▶ To do
Go through the data line by line from the top, retyping each exactly, and end with the line that contains "Target: tree-covered slope".

"""

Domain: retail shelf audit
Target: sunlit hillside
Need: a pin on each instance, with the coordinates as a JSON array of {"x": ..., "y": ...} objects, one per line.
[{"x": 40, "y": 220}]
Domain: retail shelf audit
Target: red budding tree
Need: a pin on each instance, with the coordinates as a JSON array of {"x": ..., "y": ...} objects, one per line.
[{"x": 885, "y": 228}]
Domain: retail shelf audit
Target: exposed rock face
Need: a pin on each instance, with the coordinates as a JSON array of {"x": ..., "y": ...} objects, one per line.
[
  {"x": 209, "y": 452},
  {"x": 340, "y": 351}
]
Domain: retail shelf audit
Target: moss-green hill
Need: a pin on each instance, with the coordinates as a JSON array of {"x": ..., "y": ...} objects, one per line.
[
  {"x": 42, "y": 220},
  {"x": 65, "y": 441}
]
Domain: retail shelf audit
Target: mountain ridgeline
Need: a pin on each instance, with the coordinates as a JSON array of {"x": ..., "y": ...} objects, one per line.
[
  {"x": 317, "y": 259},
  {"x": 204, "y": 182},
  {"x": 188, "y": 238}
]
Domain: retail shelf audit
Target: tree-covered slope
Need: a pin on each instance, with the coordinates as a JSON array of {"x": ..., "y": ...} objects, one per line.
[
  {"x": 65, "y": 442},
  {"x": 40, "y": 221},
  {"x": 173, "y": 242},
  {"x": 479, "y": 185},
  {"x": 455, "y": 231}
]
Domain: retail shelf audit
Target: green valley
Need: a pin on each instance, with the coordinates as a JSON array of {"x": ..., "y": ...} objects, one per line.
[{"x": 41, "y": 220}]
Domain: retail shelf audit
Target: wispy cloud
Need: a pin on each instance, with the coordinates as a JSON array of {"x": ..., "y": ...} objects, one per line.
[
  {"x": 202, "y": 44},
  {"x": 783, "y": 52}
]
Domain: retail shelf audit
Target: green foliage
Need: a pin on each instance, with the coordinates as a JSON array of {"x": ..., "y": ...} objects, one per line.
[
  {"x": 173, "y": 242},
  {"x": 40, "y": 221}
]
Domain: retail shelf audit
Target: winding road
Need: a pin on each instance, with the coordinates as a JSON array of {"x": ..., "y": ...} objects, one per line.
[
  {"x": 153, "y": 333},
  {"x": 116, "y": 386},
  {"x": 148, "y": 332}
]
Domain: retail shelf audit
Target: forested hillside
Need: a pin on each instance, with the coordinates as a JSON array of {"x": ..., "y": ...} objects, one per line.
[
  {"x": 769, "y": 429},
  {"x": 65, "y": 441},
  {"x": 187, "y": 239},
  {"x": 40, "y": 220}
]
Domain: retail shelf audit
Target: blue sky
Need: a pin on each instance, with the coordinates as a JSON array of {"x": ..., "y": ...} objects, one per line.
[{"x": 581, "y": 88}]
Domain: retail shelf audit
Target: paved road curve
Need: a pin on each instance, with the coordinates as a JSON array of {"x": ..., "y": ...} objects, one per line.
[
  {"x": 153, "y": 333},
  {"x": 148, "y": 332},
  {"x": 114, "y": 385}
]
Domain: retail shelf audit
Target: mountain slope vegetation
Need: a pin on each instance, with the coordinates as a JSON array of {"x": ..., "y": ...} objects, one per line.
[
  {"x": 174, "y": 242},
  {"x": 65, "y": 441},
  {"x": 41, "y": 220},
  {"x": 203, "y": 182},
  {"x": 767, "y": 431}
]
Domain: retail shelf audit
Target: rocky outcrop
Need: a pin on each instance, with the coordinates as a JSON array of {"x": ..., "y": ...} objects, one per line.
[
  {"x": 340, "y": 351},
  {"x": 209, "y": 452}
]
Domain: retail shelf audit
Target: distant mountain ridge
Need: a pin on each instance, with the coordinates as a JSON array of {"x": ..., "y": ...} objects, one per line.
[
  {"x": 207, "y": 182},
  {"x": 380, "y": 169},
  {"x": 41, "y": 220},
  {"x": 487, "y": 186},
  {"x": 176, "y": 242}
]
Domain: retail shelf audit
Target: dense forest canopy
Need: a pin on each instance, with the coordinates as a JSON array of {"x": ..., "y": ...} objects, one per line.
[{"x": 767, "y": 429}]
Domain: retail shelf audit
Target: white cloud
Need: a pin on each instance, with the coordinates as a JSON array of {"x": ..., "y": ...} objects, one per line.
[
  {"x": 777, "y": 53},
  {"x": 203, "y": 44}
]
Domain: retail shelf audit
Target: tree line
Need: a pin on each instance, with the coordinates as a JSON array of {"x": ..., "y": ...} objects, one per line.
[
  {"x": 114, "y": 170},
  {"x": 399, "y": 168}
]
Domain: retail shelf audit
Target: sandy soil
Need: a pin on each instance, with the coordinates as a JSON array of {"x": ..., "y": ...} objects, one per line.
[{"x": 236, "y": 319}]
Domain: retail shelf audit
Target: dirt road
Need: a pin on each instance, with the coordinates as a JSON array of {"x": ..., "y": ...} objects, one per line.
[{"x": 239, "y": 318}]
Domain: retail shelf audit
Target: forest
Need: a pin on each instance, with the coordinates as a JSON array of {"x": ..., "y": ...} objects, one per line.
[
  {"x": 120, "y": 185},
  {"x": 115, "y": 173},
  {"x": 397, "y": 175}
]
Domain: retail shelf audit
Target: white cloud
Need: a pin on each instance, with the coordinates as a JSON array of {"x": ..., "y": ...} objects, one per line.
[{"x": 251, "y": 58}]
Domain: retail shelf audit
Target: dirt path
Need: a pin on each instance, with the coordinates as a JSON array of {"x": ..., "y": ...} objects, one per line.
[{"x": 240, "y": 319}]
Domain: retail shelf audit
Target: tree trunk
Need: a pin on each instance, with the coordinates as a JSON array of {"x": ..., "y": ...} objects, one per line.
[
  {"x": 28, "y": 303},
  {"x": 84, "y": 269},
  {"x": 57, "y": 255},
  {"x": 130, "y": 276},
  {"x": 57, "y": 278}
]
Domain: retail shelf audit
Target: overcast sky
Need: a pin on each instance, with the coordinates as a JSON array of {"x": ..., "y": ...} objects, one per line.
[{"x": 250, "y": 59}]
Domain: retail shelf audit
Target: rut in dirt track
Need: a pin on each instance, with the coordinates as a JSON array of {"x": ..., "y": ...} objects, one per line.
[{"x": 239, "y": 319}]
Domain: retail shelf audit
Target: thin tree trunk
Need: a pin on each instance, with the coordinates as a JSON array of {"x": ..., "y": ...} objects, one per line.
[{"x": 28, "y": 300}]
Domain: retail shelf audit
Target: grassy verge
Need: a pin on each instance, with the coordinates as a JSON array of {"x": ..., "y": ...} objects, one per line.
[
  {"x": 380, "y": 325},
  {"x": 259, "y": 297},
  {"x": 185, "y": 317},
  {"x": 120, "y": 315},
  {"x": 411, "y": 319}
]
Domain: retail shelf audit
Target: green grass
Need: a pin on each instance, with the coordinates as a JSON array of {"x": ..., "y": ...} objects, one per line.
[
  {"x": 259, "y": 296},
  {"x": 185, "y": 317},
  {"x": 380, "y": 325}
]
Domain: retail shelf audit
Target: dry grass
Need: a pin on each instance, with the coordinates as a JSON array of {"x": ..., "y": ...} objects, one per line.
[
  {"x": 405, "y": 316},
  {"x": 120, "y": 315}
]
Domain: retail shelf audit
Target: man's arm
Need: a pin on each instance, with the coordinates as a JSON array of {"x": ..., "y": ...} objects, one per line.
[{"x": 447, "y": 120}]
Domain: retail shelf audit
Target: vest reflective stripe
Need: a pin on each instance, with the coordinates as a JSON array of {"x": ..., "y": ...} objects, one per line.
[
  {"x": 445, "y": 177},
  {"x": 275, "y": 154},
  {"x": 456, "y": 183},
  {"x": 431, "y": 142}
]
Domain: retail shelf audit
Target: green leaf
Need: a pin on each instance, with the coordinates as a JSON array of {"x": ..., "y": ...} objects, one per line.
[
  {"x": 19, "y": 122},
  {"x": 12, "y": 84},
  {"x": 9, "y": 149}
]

"""

▶ Answer space
Domain: retail shelf audit
Target: sunlit hillside
Need: a pin on each instance, with the coordinates as a JSON array of {"x": ..., "y": ...} objects, one per line.
[{"x": 40, "y": 220}]
Domain: retail shelf audit
Target: red budding tree
Need: a pin on each instance, with the coordinates as a JSON array of {"x": ..., "y": ...} objects, one per line.
[{"x": 885, "y": 228}]
Domain: retail shelf audit
Target: exposed rock face
Need: a pin on each instance, with the coordinates as a JSON array of {"x": ..., "y": ...} objects, one per line.
[
  {"x": 209, "y": 452},
  {"x": 340, "y": 351}
]
Domain: retail shelf audit
Target: moss-green hill
Need: a pin on each instance, with the coordinates as a JSON array of {"x": ..., "y": ...} objects, one per line.
[
  {"x": 42, "y": 220},
  {"x": 65, "y": 441}
]
Domain: retail shelf audit
Target: mountain ridgeline
Need: a pin on each instance, with the coordinates as a JSON array of {"x": ..., "y": ...} objects, one per line.
[
  {"x": 317, "y": 259},
  {"x": 204, "y": 182},
  {"x": 188, "y": 238}
]
Domain: retail shelf audit
Target: tree-covered slope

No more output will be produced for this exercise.